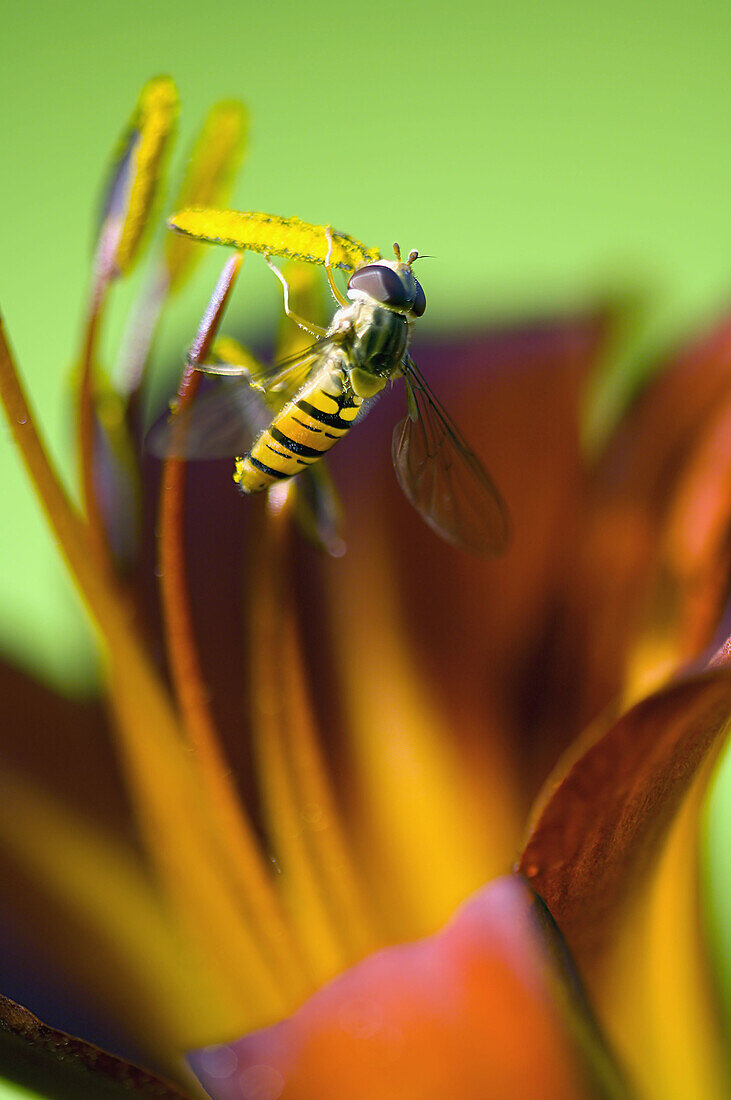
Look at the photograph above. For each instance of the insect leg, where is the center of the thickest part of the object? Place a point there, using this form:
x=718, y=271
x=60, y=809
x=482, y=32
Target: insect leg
x=340, y=298
x=314, y=330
_ _ _ _
# What is needed
In the copy, include every entry above exactly and leave out each picture.

# Reply to the exercise
Look at the photograph above. For each instance of the insect leg, where is the center of the thickest part of the object? Place a point there, using this form:
x=718, y=271
x=60, y=809
x=482, y=32
Target: insect leg
x=340, y=298
x=314, y=330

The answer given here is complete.